原文抜粋 -
+++
フロアーに倒れたまま、「背中が痛い」と少しの動きもさせない父を、私は全く動かせず、ついに119番した。
「台風なんですけれど、お願いできるのでしょうか」とおそるおそる伺うと、父の状態をきいてくださった。「今から行くので外へ出て手を振って合図してほしい、S病院にはそちらで連絡していて下さい」ということだったので、すぐにS病院に電話、むこうの医師の承諾も得た。
こうして父は救急隊員が家にきても、必死に抵抗、4人がかりで救急車に運んだ。
「認知症ですので申し訳ございません」と私は謝り続けた。
そしてS病院に着くと、守衛さんや看護師さんが迎えてくださり、治療室に寝かせる。
医師がこられ、すぐにレントゲンをとり、「何もありませんよ、安心してください、今から帰ったら?台風がひどくなりますよ」・・・でも父をひとりでこの台風の中、タクシーに乗せることはできない。
荷物もあり、また酸素吸入のボンベも持っているのだ。
ケアマネージャーに電話し、いつもお世話になっているヘルパーさんに迎えに来て頂くことになった。
「お休みの日なのに申し訳ありません」・・・でも、こんな日に嫌な顔ひとつせず笑顔で来て下さった。
+++
データ内容 -
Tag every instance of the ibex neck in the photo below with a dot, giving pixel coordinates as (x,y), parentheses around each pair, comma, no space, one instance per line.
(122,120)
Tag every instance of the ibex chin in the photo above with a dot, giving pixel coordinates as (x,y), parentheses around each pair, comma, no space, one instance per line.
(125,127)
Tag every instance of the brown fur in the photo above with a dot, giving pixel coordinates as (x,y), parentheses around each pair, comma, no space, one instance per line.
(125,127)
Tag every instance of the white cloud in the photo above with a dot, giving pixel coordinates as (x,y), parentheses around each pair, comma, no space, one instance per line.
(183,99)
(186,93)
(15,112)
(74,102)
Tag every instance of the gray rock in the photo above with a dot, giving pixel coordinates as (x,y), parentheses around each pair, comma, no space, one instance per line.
+++
課題内容 - 原文抜粋によると、父を救急車に運び込むのに何人がかりでしたか。

回答欄 - 4人がかりで運びました。